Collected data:
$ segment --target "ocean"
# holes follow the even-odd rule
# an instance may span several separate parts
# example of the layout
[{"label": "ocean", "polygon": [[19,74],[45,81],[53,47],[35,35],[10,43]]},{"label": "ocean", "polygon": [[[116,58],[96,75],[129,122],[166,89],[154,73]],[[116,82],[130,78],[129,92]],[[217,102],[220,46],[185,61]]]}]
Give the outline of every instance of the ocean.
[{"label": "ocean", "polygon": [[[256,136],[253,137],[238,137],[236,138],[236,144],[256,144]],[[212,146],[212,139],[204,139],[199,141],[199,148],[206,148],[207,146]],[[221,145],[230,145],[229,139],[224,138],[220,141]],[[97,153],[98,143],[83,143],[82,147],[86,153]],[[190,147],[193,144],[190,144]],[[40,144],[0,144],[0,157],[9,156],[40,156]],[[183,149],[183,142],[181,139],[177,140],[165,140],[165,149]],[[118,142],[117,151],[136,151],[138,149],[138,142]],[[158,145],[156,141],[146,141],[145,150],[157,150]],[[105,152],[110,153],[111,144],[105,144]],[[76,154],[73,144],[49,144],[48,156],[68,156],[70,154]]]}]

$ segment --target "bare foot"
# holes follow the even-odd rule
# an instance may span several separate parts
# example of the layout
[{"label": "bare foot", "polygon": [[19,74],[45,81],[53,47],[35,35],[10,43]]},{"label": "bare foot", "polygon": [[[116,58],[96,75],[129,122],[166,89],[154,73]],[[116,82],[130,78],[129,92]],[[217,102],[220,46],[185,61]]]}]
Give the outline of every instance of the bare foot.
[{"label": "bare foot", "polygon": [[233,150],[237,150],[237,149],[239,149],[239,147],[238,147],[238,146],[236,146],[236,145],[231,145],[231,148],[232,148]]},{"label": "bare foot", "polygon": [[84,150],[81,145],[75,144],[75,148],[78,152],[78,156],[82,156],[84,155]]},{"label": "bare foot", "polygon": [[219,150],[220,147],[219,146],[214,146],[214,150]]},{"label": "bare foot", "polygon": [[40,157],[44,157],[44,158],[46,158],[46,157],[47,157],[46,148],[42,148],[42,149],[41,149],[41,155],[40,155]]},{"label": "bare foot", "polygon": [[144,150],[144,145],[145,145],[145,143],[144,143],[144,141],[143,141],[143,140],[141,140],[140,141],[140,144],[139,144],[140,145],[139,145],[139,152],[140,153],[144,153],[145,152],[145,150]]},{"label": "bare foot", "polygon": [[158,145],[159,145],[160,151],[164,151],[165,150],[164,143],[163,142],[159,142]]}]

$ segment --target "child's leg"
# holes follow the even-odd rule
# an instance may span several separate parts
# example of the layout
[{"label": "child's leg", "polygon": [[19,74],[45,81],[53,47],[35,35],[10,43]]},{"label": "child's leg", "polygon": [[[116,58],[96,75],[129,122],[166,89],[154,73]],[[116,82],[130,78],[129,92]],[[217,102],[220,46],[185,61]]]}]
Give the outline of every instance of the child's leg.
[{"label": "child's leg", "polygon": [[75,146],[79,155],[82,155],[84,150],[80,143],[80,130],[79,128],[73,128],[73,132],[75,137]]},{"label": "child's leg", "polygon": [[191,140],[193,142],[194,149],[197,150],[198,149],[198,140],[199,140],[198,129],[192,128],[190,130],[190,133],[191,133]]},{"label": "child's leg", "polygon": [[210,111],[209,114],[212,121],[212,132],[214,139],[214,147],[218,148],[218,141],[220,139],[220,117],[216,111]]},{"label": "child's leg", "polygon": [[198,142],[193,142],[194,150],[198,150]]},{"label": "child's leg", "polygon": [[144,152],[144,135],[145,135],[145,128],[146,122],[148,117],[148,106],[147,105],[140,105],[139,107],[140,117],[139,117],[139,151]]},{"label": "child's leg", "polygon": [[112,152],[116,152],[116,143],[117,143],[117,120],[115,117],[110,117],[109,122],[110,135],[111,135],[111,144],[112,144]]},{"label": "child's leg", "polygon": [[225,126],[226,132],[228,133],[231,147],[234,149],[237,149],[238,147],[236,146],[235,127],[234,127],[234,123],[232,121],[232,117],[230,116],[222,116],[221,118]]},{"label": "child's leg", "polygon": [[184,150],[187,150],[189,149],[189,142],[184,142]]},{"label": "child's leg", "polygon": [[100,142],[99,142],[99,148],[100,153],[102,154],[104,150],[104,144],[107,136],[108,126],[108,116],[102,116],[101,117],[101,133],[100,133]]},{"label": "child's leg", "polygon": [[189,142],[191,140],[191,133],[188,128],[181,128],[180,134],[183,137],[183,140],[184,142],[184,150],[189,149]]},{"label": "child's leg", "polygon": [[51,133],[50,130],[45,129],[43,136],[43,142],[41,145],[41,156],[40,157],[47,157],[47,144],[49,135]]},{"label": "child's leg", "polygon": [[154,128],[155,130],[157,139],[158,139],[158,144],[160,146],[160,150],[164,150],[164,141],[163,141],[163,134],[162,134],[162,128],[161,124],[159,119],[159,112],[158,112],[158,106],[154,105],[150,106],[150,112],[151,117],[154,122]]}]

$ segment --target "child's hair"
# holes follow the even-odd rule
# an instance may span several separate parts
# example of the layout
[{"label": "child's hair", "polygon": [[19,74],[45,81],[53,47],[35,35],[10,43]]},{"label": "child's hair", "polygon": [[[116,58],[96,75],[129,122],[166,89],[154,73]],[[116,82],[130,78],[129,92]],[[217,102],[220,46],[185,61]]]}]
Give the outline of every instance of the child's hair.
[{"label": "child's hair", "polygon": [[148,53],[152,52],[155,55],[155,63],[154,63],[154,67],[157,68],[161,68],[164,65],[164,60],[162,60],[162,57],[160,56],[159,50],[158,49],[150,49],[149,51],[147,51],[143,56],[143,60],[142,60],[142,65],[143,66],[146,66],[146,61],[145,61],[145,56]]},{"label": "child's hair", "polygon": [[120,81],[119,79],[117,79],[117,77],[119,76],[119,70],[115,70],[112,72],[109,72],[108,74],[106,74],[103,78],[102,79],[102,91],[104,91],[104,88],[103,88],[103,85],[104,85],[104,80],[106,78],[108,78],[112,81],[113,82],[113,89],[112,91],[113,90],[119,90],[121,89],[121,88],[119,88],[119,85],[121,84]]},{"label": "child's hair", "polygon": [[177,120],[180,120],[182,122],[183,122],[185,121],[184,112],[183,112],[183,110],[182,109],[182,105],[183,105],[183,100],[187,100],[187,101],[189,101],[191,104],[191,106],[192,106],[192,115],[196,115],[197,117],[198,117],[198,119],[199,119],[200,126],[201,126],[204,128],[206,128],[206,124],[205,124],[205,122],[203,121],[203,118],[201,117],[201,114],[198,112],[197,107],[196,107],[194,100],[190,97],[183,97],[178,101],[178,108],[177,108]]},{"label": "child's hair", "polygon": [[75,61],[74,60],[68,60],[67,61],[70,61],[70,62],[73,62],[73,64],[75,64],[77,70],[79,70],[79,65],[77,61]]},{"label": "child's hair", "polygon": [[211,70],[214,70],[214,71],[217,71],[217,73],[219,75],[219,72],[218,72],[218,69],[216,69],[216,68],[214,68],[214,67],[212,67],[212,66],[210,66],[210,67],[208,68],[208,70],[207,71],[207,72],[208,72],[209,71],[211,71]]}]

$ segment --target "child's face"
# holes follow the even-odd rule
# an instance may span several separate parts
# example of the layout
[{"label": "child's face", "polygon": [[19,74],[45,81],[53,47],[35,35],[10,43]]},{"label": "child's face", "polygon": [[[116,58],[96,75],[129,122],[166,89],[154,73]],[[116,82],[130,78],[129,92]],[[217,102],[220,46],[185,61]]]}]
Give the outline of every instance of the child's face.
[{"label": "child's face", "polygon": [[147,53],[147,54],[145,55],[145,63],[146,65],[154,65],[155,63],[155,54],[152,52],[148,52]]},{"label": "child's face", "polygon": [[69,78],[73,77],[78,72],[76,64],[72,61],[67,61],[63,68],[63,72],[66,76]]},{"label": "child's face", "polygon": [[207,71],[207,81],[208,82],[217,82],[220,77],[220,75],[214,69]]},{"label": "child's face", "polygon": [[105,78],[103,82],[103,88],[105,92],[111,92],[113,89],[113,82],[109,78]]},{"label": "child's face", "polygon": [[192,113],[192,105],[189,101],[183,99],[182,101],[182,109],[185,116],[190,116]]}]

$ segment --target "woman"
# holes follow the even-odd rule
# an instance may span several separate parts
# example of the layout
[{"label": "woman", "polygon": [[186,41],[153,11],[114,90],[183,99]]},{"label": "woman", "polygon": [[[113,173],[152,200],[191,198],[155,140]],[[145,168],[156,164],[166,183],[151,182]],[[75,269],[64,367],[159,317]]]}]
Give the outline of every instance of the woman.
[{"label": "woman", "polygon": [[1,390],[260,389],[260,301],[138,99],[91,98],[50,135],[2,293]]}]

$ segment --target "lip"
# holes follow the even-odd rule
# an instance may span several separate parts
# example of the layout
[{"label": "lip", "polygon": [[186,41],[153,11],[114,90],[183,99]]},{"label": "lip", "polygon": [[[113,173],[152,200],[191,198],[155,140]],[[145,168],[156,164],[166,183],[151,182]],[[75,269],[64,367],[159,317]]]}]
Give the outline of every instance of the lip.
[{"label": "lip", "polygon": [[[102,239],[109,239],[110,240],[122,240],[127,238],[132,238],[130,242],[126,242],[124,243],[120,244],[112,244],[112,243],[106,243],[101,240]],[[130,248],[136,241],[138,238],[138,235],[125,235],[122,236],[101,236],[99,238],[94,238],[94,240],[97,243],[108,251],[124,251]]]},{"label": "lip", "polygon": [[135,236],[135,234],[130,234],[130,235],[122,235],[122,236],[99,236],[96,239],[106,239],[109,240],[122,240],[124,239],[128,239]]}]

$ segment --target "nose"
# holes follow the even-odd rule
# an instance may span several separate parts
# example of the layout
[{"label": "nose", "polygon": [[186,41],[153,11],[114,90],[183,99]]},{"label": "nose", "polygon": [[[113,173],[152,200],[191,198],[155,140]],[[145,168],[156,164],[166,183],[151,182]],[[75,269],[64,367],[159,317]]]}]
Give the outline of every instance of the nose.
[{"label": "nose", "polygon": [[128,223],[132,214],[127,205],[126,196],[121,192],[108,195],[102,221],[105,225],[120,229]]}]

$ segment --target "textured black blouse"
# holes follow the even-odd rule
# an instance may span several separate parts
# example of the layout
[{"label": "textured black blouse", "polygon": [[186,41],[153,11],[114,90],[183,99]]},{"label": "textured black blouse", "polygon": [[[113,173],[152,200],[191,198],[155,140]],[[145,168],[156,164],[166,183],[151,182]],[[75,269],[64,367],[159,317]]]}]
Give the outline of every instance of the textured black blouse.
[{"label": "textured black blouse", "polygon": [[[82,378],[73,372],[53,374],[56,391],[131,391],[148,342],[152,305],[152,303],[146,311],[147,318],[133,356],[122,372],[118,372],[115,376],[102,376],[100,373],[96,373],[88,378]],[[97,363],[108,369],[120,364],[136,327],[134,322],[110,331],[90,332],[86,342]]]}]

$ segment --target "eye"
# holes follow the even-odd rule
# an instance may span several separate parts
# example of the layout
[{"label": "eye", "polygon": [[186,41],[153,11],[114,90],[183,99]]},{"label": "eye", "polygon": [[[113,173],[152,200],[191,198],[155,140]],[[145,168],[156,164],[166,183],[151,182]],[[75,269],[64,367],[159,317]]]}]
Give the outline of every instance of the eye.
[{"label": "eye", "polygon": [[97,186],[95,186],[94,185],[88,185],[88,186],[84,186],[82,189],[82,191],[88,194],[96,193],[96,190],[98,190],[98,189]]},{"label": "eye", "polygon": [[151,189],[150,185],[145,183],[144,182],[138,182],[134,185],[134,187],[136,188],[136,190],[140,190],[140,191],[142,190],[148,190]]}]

* * *

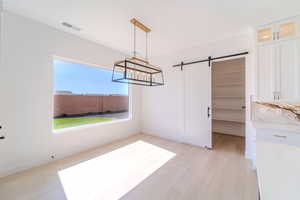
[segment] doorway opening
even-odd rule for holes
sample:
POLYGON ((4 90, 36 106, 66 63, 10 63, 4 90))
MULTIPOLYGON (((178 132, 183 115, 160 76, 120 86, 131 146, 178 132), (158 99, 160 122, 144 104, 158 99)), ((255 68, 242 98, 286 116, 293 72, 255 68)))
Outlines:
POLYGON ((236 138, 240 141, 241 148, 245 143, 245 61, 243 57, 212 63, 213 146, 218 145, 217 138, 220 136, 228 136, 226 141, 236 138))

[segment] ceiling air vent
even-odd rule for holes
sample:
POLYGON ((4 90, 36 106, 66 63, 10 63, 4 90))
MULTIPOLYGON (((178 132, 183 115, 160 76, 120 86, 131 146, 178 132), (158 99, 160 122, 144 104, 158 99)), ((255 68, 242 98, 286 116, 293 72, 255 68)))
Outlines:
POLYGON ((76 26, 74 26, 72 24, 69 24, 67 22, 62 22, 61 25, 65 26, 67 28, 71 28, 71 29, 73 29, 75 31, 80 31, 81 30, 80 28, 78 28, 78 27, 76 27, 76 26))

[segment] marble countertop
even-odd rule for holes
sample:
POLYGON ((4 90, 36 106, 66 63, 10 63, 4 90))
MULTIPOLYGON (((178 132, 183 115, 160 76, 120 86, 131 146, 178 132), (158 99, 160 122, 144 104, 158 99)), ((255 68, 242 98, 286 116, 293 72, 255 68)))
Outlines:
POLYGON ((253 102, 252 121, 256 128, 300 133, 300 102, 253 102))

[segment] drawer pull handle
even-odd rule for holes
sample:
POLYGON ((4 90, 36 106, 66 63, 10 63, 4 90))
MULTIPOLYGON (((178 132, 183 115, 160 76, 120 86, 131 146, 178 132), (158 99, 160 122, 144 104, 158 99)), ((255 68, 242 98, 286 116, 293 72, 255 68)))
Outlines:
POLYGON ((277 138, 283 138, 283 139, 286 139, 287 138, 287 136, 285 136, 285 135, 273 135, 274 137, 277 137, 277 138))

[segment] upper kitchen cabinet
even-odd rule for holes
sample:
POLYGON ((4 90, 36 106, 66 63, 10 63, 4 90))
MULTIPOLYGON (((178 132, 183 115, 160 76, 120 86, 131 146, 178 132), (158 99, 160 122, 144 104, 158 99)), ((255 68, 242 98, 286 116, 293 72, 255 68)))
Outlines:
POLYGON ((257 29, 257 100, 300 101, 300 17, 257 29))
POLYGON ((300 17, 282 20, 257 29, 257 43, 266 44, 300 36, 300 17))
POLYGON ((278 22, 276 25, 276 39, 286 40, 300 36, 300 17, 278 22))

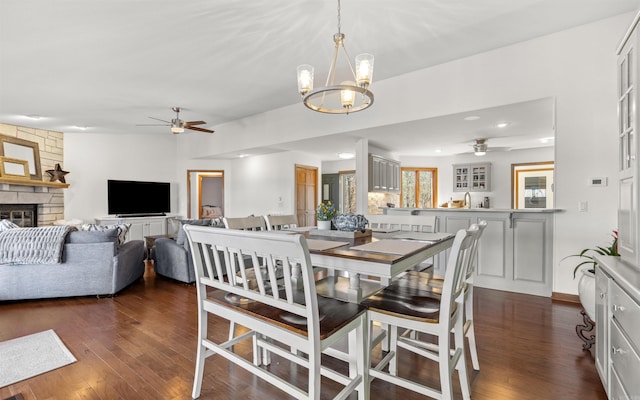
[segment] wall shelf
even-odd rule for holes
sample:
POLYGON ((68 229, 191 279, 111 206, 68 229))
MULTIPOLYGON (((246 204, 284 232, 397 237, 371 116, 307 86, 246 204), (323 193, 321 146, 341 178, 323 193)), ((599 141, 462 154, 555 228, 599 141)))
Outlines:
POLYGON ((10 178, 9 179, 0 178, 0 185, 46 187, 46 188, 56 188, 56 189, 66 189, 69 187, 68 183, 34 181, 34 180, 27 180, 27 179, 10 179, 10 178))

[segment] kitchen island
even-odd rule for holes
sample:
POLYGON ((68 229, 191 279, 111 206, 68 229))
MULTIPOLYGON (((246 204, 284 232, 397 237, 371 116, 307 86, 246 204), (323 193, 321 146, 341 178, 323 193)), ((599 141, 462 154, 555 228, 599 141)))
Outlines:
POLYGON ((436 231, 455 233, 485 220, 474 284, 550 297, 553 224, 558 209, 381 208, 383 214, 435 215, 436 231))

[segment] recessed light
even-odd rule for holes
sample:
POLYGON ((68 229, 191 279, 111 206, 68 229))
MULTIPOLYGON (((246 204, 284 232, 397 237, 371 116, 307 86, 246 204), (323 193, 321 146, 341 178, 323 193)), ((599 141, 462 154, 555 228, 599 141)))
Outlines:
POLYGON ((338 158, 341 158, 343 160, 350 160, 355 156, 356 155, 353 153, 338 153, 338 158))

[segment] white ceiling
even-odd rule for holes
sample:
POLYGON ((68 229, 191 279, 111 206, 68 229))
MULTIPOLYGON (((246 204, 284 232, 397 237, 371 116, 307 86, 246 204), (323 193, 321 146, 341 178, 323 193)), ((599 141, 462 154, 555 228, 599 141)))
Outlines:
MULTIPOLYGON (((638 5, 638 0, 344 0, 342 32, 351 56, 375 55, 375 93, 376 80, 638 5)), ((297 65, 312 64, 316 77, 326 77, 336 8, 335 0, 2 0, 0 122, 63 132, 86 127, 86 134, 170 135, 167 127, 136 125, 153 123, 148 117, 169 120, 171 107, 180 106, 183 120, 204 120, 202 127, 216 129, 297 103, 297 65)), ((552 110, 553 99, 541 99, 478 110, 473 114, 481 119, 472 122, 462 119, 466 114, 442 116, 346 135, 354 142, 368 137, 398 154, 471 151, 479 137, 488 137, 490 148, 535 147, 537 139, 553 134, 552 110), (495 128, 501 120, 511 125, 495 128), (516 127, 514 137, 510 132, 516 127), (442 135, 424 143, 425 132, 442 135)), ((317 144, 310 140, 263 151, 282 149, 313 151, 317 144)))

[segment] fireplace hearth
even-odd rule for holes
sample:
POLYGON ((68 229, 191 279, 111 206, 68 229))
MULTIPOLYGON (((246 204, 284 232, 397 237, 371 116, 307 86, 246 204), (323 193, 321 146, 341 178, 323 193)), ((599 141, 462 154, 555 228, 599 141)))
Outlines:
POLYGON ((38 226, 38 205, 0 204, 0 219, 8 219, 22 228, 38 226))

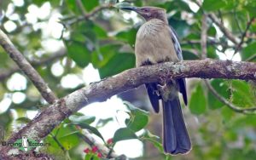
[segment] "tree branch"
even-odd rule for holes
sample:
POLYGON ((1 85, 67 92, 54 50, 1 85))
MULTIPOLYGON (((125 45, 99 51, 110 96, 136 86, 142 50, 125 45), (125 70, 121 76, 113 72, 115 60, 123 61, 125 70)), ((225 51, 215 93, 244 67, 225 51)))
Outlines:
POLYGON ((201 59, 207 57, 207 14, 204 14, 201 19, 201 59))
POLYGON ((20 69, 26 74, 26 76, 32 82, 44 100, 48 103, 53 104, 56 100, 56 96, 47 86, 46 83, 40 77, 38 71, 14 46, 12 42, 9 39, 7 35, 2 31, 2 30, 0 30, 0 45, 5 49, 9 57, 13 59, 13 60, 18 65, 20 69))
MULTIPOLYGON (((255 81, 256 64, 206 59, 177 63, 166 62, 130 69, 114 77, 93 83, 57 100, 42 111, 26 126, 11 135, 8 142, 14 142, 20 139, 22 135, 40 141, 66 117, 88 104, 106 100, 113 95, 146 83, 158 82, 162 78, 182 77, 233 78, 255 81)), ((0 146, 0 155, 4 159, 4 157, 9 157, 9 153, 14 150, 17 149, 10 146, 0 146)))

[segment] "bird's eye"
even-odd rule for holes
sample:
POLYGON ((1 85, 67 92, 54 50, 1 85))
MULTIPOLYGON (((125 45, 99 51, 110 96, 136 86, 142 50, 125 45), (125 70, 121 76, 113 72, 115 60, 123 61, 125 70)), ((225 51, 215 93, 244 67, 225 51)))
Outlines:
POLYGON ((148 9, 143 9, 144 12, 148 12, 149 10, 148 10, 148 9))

▸ **Instructions to follow**
Extract every line of the rows above that contains the string "face", matching case exactly.

▸ **Exercise output**
$ segment --target "child's face"
[{"label": "child's face", "polygon": [[19,74],[45,81],[53,47],[35,35],[10,43]]},{"label": "child's face", "polygon": [[[116,58],[96,75],[129,122],[166,89],[154,73]],[[116,82],[130,78],[129,92]],[[217,102],[220,46],[185,61]]]}]
Give the outline of every instance of the child's face.
[{"label": "child's face", "polygon": [[147,53],[147,54],[145,55],[145,63],[146,65],[154,65],[155,63],[155,54],[152,52],[148,52]]},{"label": "child's face", "polygon": [[69,78],[73,77],[78,72],[76,64],[72,61],[67,61],[63,68],[63,72],[66,76]]},{"label": "child's face", "polygon": [[207,71],[207,81],[208,82],[217,82],[220,77],[220,75],[214,69]]},{"label": "child's face", "polygon": [[105,78],[103,82],[103,88],[105,92],[111,92],[113,89],[113,82],[109,78]]},{"label": "child's face", "polygon": [[192,113],[192,105],[189,101],[183,99],[182,101],[182,109],[185,116],[190,116]]}]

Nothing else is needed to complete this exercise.